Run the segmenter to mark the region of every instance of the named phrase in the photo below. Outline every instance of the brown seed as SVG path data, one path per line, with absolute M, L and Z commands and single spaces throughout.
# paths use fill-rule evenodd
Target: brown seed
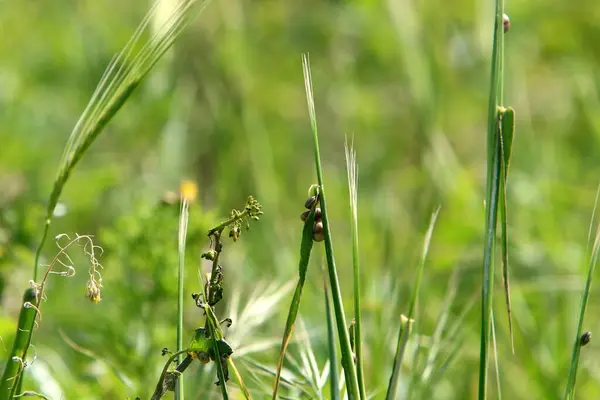
M 323 232 L 323 222 L 315 222 L 313 225 L 313 233 L 322 233 Z
M 315 208 L 315 219 L 321 220 L 321 209 L 319 207 Z
M 579 343 L 581 346 L 585 346 L 586 344 L 588 344 L 590 342 L 591 339 L 592 339 L 592 332 L 584 332 L 583 335 L 581 335 L 581 338 L 579 339 Z
M 323 222 L 315 222 L 313 225 L 313 240 L 315 242 L 322 242 L 325 239 L 325 235 L 323 233 Z
M 311 209 L 312 206 L 315 205 L 315 203 L 317 202 L 317 196 L 310 196 L 308 199 L 306 199 L 306 201 L 304 202 L 304 207 Z
M 310 210 L 304 211 L 302 214 L 300 214 L 300 219 L 302 221 L 306 221 L 306 219 L 308 218 L 308 214 L 310 214 Z
M 315 242 L 322 242 L 325 239 L 325 234 L 323 232 L 313 233 L 313 240 Z
M 510 29 L 510 18 L 506 14 L 502 16 L 502 25 L 504 26 L 504 33 L 508 32 Z

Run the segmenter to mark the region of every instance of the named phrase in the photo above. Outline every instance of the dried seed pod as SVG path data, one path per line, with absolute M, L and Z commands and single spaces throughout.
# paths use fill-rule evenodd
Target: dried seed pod
M 584 332 L 583 335 L 581 335 L 581 338 L 579 339 L 579 344 L 581 346 L 585 346 L 586 344 L 588 344 L 590 342 L 591 339 L 592 339 L 592 332 Z
M 302 214 L 300 214 L 300 219 L 302 221 L 306 221 L 306 219 L 308 218 L 308 214 L 310 214 L 310 210 L 304 211 Z
M 510 18 L 508 18 L 508 15 L 506 14 L 502 16 L 502 26 L 504 27 L 504 33 L 508 32 L 510 29 Z
M 313 240 L 315 242 L 322 242 L 325 239 L 325 235 L 323 233 L 323 222 L 315 222 L 313 225 Z
M 308 199 L 306 199 L 306 201 L 304 202 L 304 207 L 308 208 L 309 210 L 312 208 L 312 206 L 315 205 L 315 203 L 317 202 L 317 195 L 314 196 L 310 196 Z

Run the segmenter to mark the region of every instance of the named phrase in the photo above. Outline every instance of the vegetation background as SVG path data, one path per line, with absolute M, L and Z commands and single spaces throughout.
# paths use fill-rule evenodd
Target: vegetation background
M 0 354 L 11 345 L 64 144 L 148 7 L 146 0 L 0 1 Z M 198 196 L 190 210 L 186 293 L 199 289 L 197 267 L 207 268 L 199 258 L 208 247 L 206 230 L 242 207 L 248 194 L 263 205 L 250 233 L 226 243 L 219 307 L 234 320 L 228 341 L 242 375 L 255 393 L 269 393 L 272 378 L 258 366 L 272 370 L 277 360 L 297 276 L 299 215 L 316 180 L 300 64 L 300 54 L 309 52 L 348 315 L 345 135 L 357 149 L 368 391 L 383 396 L 423 235 L 440 204 L 417 335 L 404 360 L 407 385 L 434 382 L 427 366 L 436 343 L 450 362 L 435 364 L 433 392 L 405 395 L 475 397 L 492 7 L 492 1 L 212 1 L 66 186 L 66 214 L 51 234 L 96 236 L 105 250 L 103 301 L 85 301 L 81 256 L 74 278 L 51 280 L 25 387 L 53 399 L 149 396 L 165 361 L 161 349 L 175 347 L 178 209 L 159 203 L 189 179 Z M 508 399 L 552 399 L 566 384 L 600 177 L 600 3 L 511 1 L 506 11 L 512 26 L 505 105 L 517 115 L 508 187 L 516 332 L 512 355 L 497 290 L 500 387 Z M 55 253 L 49 241 L 44 255 Z M 311 261 L 301 305 L 300 327 L 309 335 L 297 330 L 301 340 L 290 353 L 301 360 L 310 350 L 322 370 L 327 335 L 319 258 Z M 599 324 L 596 293 L 584 325 L 592 332 Z M 202 320 L 192 301 L 187 306 L 186 341 Z M 436 340 L 444 318 L 446 339 Z M 600 396 L 598 349 L 592 339 L 582 351 L 580 398 Z M 311 374 L 299 364 L 287 370 L 298 382 Z M 191 371 L 189 397 L 218 396 L 214 368 Z

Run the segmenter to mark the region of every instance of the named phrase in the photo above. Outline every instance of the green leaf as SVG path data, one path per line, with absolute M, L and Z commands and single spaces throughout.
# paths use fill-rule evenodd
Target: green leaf
M 285 352 L 292 338 L 294 324 L 296 323 L 296 318 L 298 317 L 298 310 L 300 309 L 302 288 L 304 287 L 304 281 L 306 280 L 306 271 L 308 270 L 310 252 L 313 246 L 313 225 L 315 223 L 316 205 L 316 202 L 312 205 L 310 213 L 306 218 L 306 221 L 304 221 L 304 228 L 302 229 L 302 241 L 300 243 L 300 262 L 298 263 L 298 283 L 296 284 L 296 291 L 294 292 L 294 297 L 292 297 L 292 303 L 290 304 L 290 310 L 288 311 L 288 317 L 285 322 L 285 328 L 283 331 L 283 339 L 281 341 L 281 352 L 279 353 L 277 372 L 275 374 L 275 383 L 273 385 L 273 400 L 277 398 L 277 391 L 279 390 L 279 380 L 281 378 L 281 369 L 283 368 Z

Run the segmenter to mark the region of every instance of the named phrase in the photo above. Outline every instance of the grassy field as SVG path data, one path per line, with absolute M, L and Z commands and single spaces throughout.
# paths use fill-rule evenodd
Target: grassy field
M 162 2 L 144 41 L 175 3 Z M 0 2 L 0 371 L 69 134 L 151 4 Z M 498 245 L 487 398 L 558 399 L 600 181 L 600 3 L 510 1 L 505 12 L 503 105 L 516 112 L 507 186 L 514 354 Z M 312 247 L 281 398 L 336 398 L 329 343 L 339 332 L 328 321 L 338 313 L 332 307 L 328 320 L 325 244 L 330 238 L 349 324 L 346 140 L 358 164 L 367 396 L 386 397 L 401 316 L 409 315 L 439 206 L 396 398 L 478 398 L 493 24 L 491 0 L 208 2 L 63 182 L 36 282 L 68 241 L 55 237 L 92 235 L 103 249 L 95 253 L 102 301 L 86 298 L 98 275 L 82 241 L 68 249 L 71 261 L 61 259 L 74 276 L 50 275 L 44 288 L 23 390 L 51 399 L 150 398 L 167 360 L 161 350 L 178 347 L 178 265 L 185 346 L 205 326 L 191 295 L 211 271 L 200 257 L 214 246 L 207 232 L 252 195 L 264 214 L 235 243 L 224 231 L 215 313 L 233 320 L 223 329 L 252 397 L 271 397 L 298 279 L 300 214 L 318 182 L 301 60 L 309 53 L 330 230 Z M 190 199 L 185 251 L 180 187 Z M 593 333 L 596 293 L 583 323 Z M 592 338 L 581 349 L 576 398 L 600 397 L 598 348 Z M 334 372 L 344 382 L 340 354 Z M 221 398 L 216 380 L 215 363 L 194 362 L 183 374 L 185 397 Z M 227 387 L 243 398 L 233 377 Z

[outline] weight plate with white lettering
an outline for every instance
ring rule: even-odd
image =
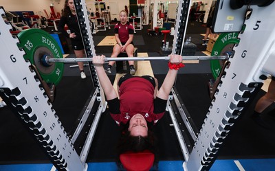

** Exercise objective **
Rewrite all the rows above with every "segmenter" changed to "segmentation tool", keeping everything else the same and leaving out the pictures.

** Output for this exercise **
Run the segmentation tool to mark the region of every instance of the named phrase in the photo below. Outline every instance of the brown seed as SVG path data, one path per line, with absolute M, L and Z commands and single spaces throughout.
# paths use fill-rule evenodd
Target: brown seed
M 323 232 L 323 222 L 315 222 L 313 225 L 313 233 L 322 233 Z
M 315 208 L 315 219 L 321 220 L 321 209 L 319 207 Z
M 579 343 L 581 346 L 585 346 L 586 344 L 588 344 L 590 342 L 591 339 L 592 339 L 592 332 L 584 332 L 583 335 L 581 335 L 581 338 L 579 339 Z
M 323 222 L 315 222 L 313 225 L 313 240 L 315 242 L 322 242 L 325 239 L 325 235 L 323 233 Z
M 311 209 L 312 206 L 315 205 L 315 203 L 317 202 L 317 196 L 310 196 L 308 199 L 306 199 L 306 201 L 304 202 L 304 207 Z
M 310 210 L 304 211 L 302 214 L 300 214 L 300 219 L 302 221 L 306 221 L 306 219 L 308 218 L 308 214 L 310 214 Z
M 315 242 L 322 242 L 325 239 L 325 234 L 323 232 L 313 233 L 313 240 Z
M 510 29 L 510 18 L 506 14 L 502 16 L 502 25 L 504 26 L 504 33 L 508 32 Z

Run the segmentation tool to mark the region of every instance of the named phrase in the photo above. Outline every instance of the dried seed pod as SVG path data, one path per line, with absolute M, L and Z commands and single spaces throughout.
# paths use fill-rule evenodd
Target: dried seed pod
M 584 332 L 583 335 L 581 335 L 581 338 L 579 339 L 579 344 L 581 346 L 585 346 L 586 344 L 588 344 L 590 342 L 591 339 L 592 339 L 592 332 Z
M 302 214 L 300 214 L 300 219 L 302 221 L 306 221 L 306 219 L 308 218 L 308 214 L 310 214 L 310 210 L 304 211 Z
M 510 18 L 508 18 L 508 15 L 506 14 L 502 16 L 502 26 L 504 27 L 504 33 L 508 32 L 510 29 Z
M 313 240 L 315 242 L 322 242 L 325 239 L 325 235 L 323 233 L 323 222 L 315 222 L 313 225 Z
M 308 199 L 306 199 L 306 201 L 304 202 L 304 207 L 308 208 L 309 210 L 312 208 L 312 206 L 315 205 L 315 203 L 317 202 L 317 195 L 314 196 L 310 196 Z

Run the segmentation tool to mark the region of every instance of the named phrase in the photo above. Outline every instance of the vegetation background as SVG path data, one path per line, with absolute M, L and Z commands and single spaces throughout.
# paths use fill-rule evenodd
Target: vegetation background
M 0 354 L 11 345 L 64 144 L 148 7 L 146 0 L 0 1 Z M 198 196 L 190 210 L 186 293 L 199 289 L 197 267 L 207 268 L 199 258 L 208 247 L 206 230 L 242 207 L 248 194 L 263 205 L 250 233 L 226 243 L 219 307 L 234 320 L 228 341 L 242 375 L 255 393 L 269 393 L 272 378 L 258 366 L 272 370 L 277 360 L 297 276 L 299 215 L 316 180 L 300 64 L 300 54 L 309 52 L 348 315 L 345 135 L 357 149 L 368 391 L 383 396 L 423 235 L 440 204 L 417 335 L 404 360 L 407 385 L 434 382 L 427 366 L 436 343 L 450 362 L 435 364 L 433 392 L 405 395 L 475 397 L 492 7 L 492 1 L 212 1 L 66 186 L 66 214 L 51 234 L 96 236 L 105 250 L 103 301 L 85 301 L 81 256 L 74 278 L 51 280 L 25 387 L 53 399 L 149 396 L 165 361 L 161 349 L 175 347 L 178 209 L 159 203 L 189 179 Z M 508 399 L 552 399 L 566 384 L 600 177 L 600 3 L 511 1 L 506 11 L 512 26 L 505 105 L 517 115 L 508 187 L 516 332 L 512 355 L 497 290 L 500 387 Z M 55 253 L 49 241 L 44 255 Z M 311 261 L 301 305 L 300 327 L 309 335 L 297 330 L 301 340 L 290 353 L 301 360 L 310 350 L 322 370 L 327 335 L 319 258 Z M 599 324 L 596 293 L 584 325 L 592 332 Z M 202 320 L 192 301 L 187 306 L 186 341 Z M 436 340 L 444 318 L 446 339 Z M 600 396 L 598 349 L 592 339 L 582 351 L 580 398 Z M 311 374 L 299 364 L 287 370 L 298 382 Z M 191 371 L 189 397 L 218 396 L 214 368 Z

Run the segmentation tool to mark the region of every instance of the named phrase in the photo above. Outline every instance of the green leaf as SVG path data, one path per line, with absolute M, L and Z commands and single spaces throughout.
# paths use fill-rule evenodd
Target: green leaf
M 285 352 L 292 338 L 294 324 L 296 323 L 296 318 L 298 317 L 298 310 L 300 309 L 302 288 L 304 287 L 304 281 L 306 280 L 306 271 L 308 270 L 310 252 L 313 246 L 313 225 L 315 223 L 316 205 L 316 202 L 312 205 L 310 213 L 306 218 L 306 221 L 304 221 L 304 228 L 302 229 L 302 241 L 300 243 L 300 262 L 298 263 L 298 283 L 296 284 L 296 291 L 294 292 L 294 297 L 292 297 L 292 303 L 290 304 L 290 310 L 288 311 L 288 317 L 285 322 L 285 328 L 283 331 L 283 339 L 281 341 L 281 352 L 279 353 L 277 372 L 275 374 L 275 383 L 273 385 L 273 400 L 277 398 L 277 391 L 279 390 L 279 380 L 281 378 L 281 369 L 283 368 Z

Run the segmentation tool to mark the region of every instance of the named phrase in the photo above. Outline every instance of the grassy field as SVG path data, one path per line, with absolute M, L and Z commands and single spaces throughout.
# paths use fill-rule evenodd
Target: grassy field
M 162 2 L 144 41 L 175 3 Z M 0 2 L 0 371 L 69 134 L 151 4 Z M 498 245 L 487 398 L 558 399 L 600 181 L 600 3 L 510 1 L 505 12 L 503 105 L 516 112 L 507 186 L 514 354 Z M 312 247 L 281 398 L 336 398 L 329 343 L 339 332 L 328 321 L 338 313 L 332 307 L 328 320 L 325 244 L 330 238 L 349 324 L 346 140 L 358 164 L 367 396 L 386 397 L 401 316 L 409 315 L 439 206 L 396 398 L 478 398 L 493 24 L 491 0 L 208 2 L 63 182 L 36 282 L 68 241 L 55 237 L 92 235 L 103 249 L 95 253 L 102 301 L 86 298 L 98 275 L 82 241 L 68 249 L 71 261 L 61 259 L 74 276 L 50 275 L 44 288 L 23 390 L 51 399 L 150 398 L 167 360 L 161 350 L 178 347 L 178 265 L 185 346 L 205 326 L 191 295 L 211 271 L 200 257 L 214 246 L 207 232 L 252 195 L 264 214 L 235 243 L 224 231 L 215 313 L 233 320 L 223 329 L 252 397 L 271 397 L 298 279 L 300 214 L 318 182 L 301 60 L 309 53 L 330 230 Z M 190 199 L 185 251 L 180 187 Z M 593 333 L 596 293 L 583 323 Z M 592 338 L 581 349 L 576 398 L 600 397 L 598 348 Z M 334 372 L 344 382 L 340 354 Z M 221 398 L 216 380 L 215 363 L 194 362 L 183 374 L 185 397 Z M 227 387 L 243 398 L 233 377 Z

[outline] weight plate with white lettering
an outline for every instance
ring rule: even-odd
image =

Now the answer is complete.